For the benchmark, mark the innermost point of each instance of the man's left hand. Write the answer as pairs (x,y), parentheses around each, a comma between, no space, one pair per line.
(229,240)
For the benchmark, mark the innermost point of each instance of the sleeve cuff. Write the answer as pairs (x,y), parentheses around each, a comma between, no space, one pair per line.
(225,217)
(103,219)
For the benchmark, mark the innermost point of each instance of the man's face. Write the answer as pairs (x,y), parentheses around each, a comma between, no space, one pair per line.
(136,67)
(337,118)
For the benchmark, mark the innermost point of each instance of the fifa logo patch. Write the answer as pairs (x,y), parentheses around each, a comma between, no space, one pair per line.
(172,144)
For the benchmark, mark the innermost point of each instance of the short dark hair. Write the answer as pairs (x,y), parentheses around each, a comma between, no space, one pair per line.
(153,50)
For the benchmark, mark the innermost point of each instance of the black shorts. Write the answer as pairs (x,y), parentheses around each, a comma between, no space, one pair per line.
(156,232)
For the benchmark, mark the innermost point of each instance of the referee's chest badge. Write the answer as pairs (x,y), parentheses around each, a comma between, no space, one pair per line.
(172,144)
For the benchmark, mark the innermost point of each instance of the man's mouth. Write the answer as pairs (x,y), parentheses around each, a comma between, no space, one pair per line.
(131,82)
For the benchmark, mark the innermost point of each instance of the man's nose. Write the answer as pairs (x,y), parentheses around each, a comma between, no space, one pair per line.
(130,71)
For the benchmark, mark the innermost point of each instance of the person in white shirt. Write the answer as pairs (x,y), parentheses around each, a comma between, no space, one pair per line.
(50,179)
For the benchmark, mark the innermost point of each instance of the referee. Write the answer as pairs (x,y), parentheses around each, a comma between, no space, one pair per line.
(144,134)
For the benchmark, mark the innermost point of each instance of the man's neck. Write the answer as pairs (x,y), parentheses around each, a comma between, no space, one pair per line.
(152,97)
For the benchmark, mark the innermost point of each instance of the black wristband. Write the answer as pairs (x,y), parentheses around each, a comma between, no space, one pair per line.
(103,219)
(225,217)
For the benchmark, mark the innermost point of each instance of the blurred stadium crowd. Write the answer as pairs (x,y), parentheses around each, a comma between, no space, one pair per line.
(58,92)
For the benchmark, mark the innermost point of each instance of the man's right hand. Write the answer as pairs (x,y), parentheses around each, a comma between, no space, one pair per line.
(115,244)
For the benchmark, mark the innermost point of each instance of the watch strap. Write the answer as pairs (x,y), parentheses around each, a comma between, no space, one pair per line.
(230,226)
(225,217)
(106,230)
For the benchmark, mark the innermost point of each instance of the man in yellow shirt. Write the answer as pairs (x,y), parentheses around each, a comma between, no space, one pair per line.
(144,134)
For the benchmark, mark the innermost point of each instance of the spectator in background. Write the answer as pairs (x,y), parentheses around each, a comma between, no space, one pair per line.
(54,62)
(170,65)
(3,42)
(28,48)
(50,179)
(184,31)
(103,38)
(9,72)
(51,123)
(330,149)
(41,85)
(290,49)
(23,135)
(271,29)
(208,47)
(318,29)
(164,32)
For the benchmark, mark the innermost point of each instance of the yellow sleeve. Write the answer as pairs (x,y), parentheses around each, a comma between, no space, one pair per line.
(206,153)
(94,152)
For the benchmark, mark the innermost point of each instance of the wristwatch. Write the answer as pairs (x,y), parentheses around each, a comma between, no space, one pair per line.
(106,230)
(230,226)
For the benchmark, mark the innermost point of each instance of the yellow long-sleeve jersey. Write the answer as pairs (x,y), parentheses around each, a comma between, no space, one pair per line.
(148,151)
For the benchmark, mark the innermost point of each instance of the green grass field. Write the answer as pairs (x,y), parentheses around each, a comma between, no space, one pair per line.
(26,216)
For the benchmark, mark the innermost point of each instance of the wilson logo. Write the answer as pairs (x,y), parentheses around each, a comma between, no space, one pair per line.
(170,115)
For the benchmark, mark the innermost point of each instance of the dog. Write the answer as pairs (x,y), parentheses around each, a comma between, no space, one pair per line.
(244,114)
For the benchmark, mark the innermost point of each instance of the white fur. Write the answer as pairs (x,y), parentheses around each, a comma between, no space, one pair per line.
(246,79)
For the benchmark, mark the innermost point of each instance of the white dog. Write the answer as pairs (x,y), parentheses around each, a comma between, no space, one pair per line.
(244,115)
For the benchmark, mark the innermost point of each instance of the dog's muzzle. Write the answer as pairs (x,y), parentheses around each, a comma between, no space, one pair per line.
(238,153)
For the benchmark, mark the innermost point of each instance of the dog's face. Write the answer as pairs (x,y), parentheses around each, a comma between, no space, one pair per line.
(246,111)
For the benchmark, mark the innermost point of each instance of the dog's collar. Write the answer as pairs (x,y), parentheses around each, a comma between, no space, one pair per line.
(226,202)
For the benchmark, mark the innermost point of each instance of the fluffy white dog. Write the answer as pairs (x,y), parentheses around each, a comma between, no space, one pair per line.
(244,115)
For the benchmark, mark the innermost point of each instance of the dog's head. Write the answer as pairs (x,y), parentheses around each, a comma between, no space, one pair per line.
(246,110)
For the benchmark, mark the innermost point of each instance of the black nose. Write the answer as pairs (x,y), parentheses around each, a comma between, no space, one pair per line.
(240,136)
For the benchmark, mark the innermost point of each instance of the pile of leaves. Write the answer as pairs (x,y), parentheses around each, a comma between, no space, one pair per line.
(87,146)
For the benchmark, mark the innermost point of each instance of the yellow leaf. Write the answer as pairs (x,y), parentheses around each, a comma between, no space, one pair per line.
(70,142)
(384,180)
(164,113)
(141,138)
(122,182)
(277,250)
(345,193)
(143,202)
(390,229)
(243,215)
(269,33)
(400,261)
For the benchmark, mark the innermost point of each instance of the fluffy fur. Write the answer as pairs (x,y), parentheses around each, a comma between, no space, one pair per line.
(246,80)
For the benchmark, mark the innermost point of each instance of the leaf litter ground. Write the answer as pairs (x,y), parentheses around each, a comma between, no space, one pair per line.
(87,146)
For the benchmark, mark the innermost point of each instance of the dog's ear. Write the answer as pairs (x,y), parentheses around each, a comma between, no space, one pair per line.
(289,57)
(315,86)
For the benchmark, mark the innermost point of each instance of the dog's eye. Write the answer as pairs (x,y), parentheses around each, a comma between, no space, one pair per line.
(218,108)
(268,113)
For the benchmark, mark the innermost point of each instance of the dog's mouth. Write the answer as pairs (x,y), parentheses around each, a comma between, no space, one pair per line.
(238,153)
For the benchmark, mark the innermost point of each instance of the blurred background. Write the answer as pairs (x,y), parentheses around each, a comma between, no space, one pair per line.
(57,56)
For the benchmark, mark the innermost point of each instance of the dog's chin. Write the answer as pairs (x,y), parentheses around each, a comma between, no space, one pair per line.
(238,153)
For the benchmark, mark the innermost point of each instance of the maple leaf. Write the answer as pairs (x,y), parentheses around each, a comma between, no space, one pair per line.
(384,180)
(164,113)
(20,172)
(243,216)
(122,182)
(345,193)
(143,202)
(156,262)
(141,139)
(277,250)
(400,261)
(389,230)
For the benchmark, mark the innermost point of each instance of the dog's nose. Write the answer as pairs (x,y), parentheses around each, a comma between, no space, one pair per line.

########

= What to do =
Put the records into a Markdown table, from the line holding "of the maple" through the last line of the records, both ends included. Use the columns Row and Line, number the rows, and leave out any blank lines.

= Task answer =
| Row | Line |
|---|---|
| 1 | For the benchmark, mark the innermost point of each instance of the maple leaf. Write the answer as pairs (x,y), parentheses around each, a comma between, no space, one pair per line. |
| 2 | (384,180) |
| 3 | (164,113) |
| 4 | (20,172) |
| 5 | (243,216) |
| 6 | (122,182) |
| 7 | (345,193) |
| 8 | (143,202) |
| 9 | (156,262) |
| 10 | (141,139) |
| 11 | (277,250) |
| 12 | (400,261) |
| 13 | (389,230) |
| 14 | For the benchmark, mark the innermost point of each instance of the dog's nose. Write the answer as pairs (x,y), parentheses around each, a comma between, no space, one pair per line. |